### What is needed:
Restate each of the lines given below, word for word.
== Raw data ==
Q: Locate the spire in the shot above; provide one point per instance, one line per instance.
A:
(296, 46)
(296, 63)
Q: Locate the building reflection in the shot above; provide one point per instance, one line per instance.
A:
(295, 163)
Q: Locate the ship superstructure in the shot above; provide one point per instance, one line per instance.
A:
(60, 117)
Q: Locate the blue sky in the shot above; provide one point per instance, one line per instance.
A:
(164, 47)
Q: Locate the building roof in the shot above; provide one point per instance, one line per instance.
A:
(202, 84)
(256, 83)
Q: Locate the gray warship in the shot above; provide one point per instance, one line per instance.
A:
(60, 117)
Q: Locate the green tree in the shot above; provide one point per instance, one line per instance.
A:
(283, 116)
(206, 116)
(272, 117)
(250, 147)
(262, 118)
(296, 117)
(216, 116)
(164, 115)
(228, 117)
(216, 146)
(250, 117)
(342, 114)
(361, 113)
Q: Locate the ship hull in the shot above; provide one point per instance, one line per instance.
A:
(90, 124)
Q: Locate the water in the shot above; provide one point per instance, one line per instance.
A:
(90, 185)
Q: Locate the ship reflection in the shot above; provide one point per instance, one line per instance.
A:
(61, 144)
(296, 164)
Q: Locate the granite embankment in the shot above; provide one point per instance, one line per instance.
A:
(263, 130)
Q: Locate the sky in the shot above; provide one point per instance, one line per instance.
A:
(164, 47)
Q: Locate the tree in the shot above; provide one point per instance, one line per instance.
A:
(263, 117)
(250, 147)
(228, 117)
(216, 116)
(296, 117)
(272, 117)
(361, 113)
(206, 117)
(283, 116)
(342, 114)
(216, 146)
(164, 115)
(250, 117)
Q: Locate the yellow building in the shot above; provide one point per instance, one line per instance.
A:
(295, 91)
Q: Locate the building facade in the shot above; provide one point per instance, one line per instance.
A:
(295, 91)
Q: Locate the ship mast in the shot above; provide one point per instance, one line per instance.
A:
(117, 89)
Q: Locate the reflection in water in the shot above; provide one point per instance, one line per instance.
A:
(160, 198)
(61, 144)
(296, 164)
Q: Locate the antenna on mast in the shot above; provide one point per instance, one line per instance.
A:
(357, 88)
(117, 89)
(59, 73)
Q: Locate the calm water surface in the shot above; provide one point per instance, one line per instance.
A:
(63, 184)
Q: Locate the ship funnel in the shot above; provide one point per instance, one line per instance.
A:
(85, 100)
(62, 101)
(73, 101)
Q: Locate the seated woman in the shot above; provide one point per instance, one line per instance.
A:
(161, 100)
===
### Answer below:
Q: Locate the spire in the shot above; provide one point per instance, one line per instance.
A:
(296, 46)
(296, 63)
Q: Locate the building reflection in the shot above; provide one point per instance, one line per instance.
A:
(295, 163)
Q: Locate the ship superstructure in the shot above; provide one point per instance, one line per instance.
A:
(60, 117)
Q: Locate the blue sky in the shot above; provide one point per instance, one line per instance.
A:
(164, 47)
Q: Locate the building roof in the shot above; provide one point per instance, one line per instance.
A:
(202, 84)
(256, 83)
Q: Locate the gray warship in the shot above; provide one point per instance, one line per instance.
A:
(60, 117)
Q: Locate the green tree in the shot above; provide one point per instance, one line per instance.
A:
(283, 116)
(206, 116)
(272, 117)
(250, 147)
(262, 118)
(296, 117)
(216, 116)
(164, 115)
(228, 117)
(216, 146)
(250, 117)
(342, 114)
(361, 113)
Q: Locate the ship hull in the shot above; provide one point per instance, one line per instance.
A:
(90, 124)
Q: Locate the water in the shot above; provide one point per instance, one line per instance.
A:
(90, 185)
Q: Locate the ship reflection in the shot above; provide one point per instance, one line per instance.
A:
(61, 144)
(296, 164)
Q: Locate the granite embankment in the shot above; provide one point per instance, one line per instance.
A:
(263, 130)
Q: Locate the sky in the shot above; provide one point per instance, one line per instance.
A:
(164, 47)
Q: Locate the tree in the shot above; provide one point per instance, one line per instance.
A:
(263, 117)
(250, 147)
(228, 117)
(216, 116)
(296, 117)
(272, 117)
(361, 113)
(206, 117)
(283, 116)
(342, 114)
(216, 146)
(164, 115)
(250, 117)
Q: Locate the yellow building in the shot above; provide one point per instance, one line per instance.
A:
(295, 91)
Q: Locate the building facade in the shot above; provide one point per instance, one line per instance.
A:
(295, 91)
Q: Locate the ship mast in the shot above; provide one point per instance, one line per instance.
A:
(117, 89)
Q: Locate the reflection in water in the shot above; provide one point per instance, one line per instance.
A:
(160, 198)
(61, 144)
(296, 164)
Q: Locate the antenna on mast in the shot above; provide one point per instance, one line per instance.
A:
(357, 88)
(117, 89)
(59, 73)
Q: Locate the calm water surface in the shot above; provide one point per instance, one line per instance.
A:
(63, 184)
Q: Locate the ship funnel in the shot above; provide one point per instance, one line per instance.
A:
(85, 100)
(62, 101)
(73, 101)
Q: Locate the seated woman in the shot above; provide one point per instance, one line per instance.
A:
(161, 100)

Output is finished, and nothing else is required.